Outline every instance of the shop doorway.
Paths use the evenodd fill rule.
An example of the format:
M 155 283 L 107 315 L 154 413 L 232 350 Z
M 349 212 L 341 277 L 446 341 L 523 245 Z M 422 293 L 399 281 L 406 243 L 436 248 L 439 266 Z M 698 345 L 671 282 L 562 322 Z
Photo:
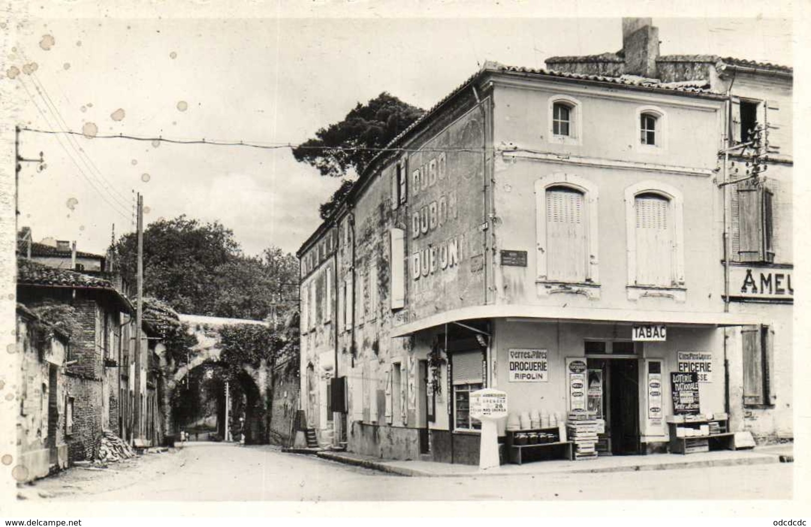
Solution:
M 630 358 L 588 358 L 589 410 L 605 420 L 599 434 L 601 454 L 639 453 L 639 361 Z

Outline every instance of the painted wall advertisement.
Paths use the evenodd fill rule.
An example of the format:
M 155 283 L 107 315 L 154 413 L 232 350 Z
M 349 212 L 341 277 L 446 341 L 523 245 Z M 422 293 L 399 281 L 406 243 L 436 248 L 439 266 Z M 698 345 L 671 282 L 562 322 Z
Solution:
M 712 382 L 712 353 L 705 351 L 680 351 L 679 371 L 698 374 L 699 383 Z
M 648 374 L 648 418 L 652 425 L 662 421 L 662 374 Z
M 569 374 L 569 409 L 586 411 L 586 361 L 574 359 L 566 368 Z
M 511 383 L 545 383 L 549 380 L 546 349 L 510 349 L 508 368 Z
M 671 392 L 673 394 L 673 413 L 698 413 L 698 374 L 680 373 L 673 371 L 670 374 Z

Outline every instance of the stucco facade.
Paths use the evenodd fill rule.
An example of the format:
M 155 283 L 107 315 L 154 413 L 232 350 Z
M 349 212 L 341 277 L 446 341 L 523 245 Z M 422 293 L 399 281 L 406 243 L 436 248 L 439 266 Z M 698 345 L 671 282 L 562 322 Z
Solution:
M 586 411 L 573 362 L 599 381 L 588 411 L 605 420 L 607 453 L 667 449 L 671 374 L 685 371 L 698 372 L 695 411 L 790 436 L 790 300 L 754 304 L 727 285 L 753 261 L 726 264 L 739 221 L 723 183 L 736 176 L 719 152 L 740 125 L 716 68 L 674 84 L 687 70 L 659 82 L 488 62 L 396 139 L 298 253 L 301 409 L 320 439 L 476 463 L 470 392 L 496 388 L 511 413 L 565 419 Z M 790 165 L 773 161 L 766 182 L 784 292 Z M 754 328 L 775 350 L 761 364 L 744 360 Z M 786 405 L 754 405 L 758 382 Z

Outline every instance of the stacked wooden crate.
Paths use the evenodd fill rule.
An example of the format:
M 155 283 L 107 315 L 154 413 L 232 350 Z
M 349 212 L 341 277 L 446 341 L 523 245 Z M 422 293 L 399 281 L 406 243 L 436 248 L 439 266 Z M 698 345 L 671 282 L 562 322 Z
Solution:
M 583 419 L 581 414 L 569 415 L 566 429 L 569 440 L 574 443 L 574 459 L 597 458 L 597 426 L 595 419 Z

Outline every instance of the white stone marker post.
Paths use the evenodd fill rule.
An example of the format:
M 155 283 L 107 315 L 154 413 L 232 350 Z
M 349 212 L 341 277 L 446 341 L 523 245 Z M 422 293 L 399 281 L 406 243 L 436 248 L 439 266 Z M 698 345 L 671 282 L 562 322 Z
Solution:
M 499 432 L 496 422 L 507 417 L 507 392 L 484 388 L 470 392 L 470 417 L 482 422 L 478 468 L 498 467 Z

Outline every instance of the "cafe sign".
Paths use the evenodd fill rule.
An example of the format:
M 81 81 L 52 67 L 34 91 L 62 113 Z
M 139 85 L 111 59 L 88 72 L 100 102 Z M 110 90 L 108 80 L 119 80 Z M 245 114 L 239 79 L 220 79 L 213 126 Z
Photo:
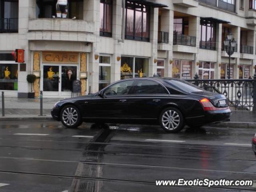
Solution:
M 77 64 L 78 63 L 78 54 L 72 53 L 43 52 L 42 62 Z

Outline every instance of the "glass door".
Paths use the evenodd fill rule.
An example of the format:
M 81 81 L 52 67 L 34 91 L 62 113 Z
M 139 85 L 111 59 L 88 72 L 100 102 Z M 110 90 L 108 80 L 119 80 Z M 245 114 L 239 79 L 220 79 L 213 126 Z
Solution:
M 59 92 L 60 77 L 59 66 L 44 65 L 43 71 L 44 92 Z
M 76 80 L 76 66 L 61 66 L 61 92 L 71 92 L 73 89 L 73 82 Z

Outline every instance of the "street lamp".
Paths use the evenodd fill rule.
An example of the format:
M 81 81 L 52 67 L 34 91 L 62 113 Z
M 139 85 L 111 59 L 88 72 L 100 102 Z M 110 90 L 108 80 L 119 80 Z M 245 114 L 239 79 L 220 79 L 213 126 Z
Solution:
M 233 38 L 233 35 L 231 30 L 228 31 L 228 34 L 224 40 L 224 45 L 225 46 L 225 50 L 226 53 L 228 55 L 229 63 L 228 63 L 228 79 L 230 78 L 230 56 L 233 54 L 235 50 L 235 47 L 236 45 L 236 42 L 235 39 Z

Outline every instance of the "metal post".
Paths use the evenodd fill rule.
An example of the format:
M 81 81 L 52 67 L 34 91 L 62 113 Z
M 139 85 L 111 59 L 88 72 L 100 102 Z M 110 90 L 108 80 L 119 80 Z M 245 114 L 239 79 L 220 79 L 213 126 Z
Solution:
M 256 111 L 256 73 L 255 73 L 253 76 L 252 84 L 253 86 L 253 93 L 252 94 L 253 107 L 252 108 L 252 110 Z
M 40 115 L 43 116 L 43 91 L 40 91 Z
M 230 79 L 230 56 L 231 56 L 231 43 L 229 41 L 229 46 L 228 47 L 228 79 Z
M 2 115 L 4 117 L 5 115 L 4 114 L 4 92 L 2 92 Z

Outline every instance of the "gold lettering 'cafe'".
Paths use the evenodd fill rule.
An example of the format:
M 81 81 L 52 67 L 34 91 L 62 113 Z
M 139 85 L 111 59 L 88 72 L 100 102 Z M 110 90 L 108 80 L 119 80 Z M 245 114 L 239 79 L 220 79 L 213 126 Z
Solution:
M 33 53 L 33 73 L 37 77 L 34 84 L 35 96 L 40 90 L 45 96 L 70 97 L 72 84 L 81 82 L 81 92 L 87 90 L 87 55 L 86 53 L 36 51 Z

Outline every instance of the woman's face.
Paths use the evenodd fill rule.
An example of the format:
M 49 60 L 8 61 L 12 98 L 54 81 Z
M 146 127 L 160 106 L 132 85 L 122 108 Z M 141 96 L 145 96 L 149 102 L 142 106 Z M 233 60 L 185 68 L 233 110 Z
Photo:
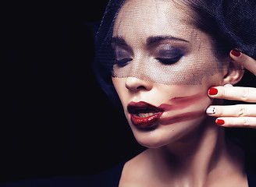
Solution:
M 204 125 L 208 89 L 222 84 L 210 37 L 190 19 L 165 0 L 128 0 L 116 17 L 112 81 L 143 146 L 165 146 Z

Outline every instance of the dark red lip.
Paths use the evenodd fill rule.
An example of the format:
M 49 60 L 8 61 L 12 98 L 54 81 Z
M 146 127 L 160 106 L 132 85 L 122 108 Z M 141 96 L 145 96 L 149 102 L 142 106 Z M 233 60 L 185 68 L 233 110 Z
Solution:
M 163 111 L 157 107 L 155 107 L 144 101 L 137 103 L 130 102 L 127 106 L 128 112 L 130 114 L 130 119 L 132 122 L 137 128 L 145 129 L 151 128 L 156 125 L 160 119 Z M 155 113 L 148 117 L 139 117 L 140 113 Z

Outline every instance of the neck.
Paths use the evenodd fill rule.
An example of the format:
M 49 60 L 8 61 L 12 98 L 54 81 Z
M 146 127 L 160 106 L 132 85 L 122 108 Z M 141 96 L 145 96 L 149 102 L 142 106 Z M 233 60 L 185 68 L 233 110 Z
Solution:
M 151 150 L 161 175 L 168 173 L 172 180 L 192 182 L 190 186 L 204 186 L 209 178 L 224 175 L 223 171 L 243 170 L 242 151 L 226 140 L 224 128 L 208 118 L 194 131 L 173 144 Z

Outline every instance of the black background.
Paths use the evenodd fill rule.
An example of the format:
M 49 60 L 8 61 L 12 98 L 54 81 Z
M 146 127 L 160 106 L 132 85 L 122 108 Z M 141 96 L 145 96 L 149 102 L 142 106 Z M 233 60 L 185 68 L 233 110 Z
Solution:
M 20 1 L 3 6 L 3 64 L 10 70 L 3 73 L 0 182 L 92 175 L 143 150 L 92 72 L 94 33 L 106 5 Z M 242 84 L 255 82 L 249 74 Z
M 142 149 L 92 72 L 94 32 L 108 2 L 80 2 L 5 6 L 1 182 L 92 175 Z

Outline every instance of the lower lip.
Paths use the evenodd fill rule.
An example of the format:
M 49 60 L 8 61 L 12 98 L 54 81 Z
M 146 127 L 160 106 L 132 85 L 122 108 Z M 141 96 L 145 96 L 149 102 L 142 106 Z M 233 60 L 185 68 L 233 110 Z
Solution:
M 155 115 L 145 118 L 140 118 L 136 115 L 130 115 L 130 120 L 135 126 L 140 129 L 147 129 L 153 127 L 157 124 L 163 112 L 158 112 Z

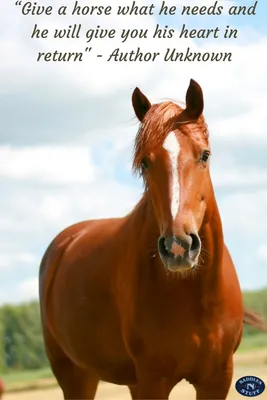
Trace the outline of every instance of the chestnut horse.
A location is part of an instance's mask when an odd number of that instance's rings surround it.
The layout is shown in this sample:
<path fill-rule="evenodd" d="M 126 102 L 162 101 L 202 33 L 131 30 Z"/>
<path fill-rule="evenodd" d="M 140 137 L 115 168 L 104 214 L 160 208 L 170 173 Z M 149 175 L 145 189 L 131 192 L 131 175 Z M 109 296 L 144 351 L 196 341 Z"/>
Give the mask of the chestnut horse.
<path fill-rule="evenodd" d="M 48 247 L 39 278 L 46 352 L 65 399 L 93 399 L 99 380 L 133 399 L 167 399 L 186 379 L 197 399 L 225 399 L 242 337 L 242 294 L 224 244 L 209 171 L 200 86 L 186 107 L 151 105 L 133 168 L 145 182 L 123 218 L 77 223 Z M 253 313 L 245 320 L 261 324 Z"/>

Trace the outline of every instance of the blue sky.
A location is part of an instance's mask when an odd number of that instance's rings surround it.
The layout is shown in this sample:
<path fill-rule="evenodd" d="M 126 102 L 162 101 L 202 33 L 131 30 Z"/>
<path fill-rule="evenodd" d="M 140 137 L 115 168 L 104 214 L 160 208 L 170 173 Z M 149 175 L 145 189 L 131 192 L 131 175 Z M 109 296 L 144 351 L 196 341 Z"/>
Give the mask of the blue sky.
<path fill-rule="evenodd" d="M 161 1 L 154 3 L 158 6 Z M 182 2 L 172 1 L 176 3 Z M 120 2 L 112 4 L 116 7 Z M 5 57 L 0 65 L 0 303 L 37 297 L 41 257 L 60 230 L 83 219 L 124 215 L 134 207 L 142 182 L 131 175 L 138 129 L 132 90 L 139 86 L 151 102 L 184 101 L 190 78 L 204 91 L 212 178 L 241 286 L 267 286 L 266 2 L 259 1 L 253 17 L 224 14 L 182 19 L 177 14 L 164 19 L 87 17 L 82 21 L 87 27 L 113 26 L 117 32 L 125 27 L 152 32 L 157 23 L 177 30 L 183 23 L 191 29 L 229 23 L 239 29 L 239 38 L 227 43 L 177 40 L 178 32 L 169 41 L 92 43 L 105 55 L 116 47 L 130 51 L 137 46 L 162 53 L 166 47 L 227 50 L 233 52 L 229 64 L 118 64 L 93 57 L 81 64 L 36 63 L 36 51 L 51 51 L 55 43 L 30 40 L 36 18 L 22 17 L 8 0 L 1 8 L 0 51 Z M 38 24 L 51 31 L 70 23 L 68 17 L 38 17 Z M 76 51 L 84 48 L 84 42 L 63 40 L 57 48 Z"/>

Given problem ▸ List every line of the lines above that contains the string "chestnut", copying each one in full. Matching is case-sensitive.

Response for this exercise ▸
Trace the outline of every instance of the chestnut horse.
Give the mask of the chestnut horse.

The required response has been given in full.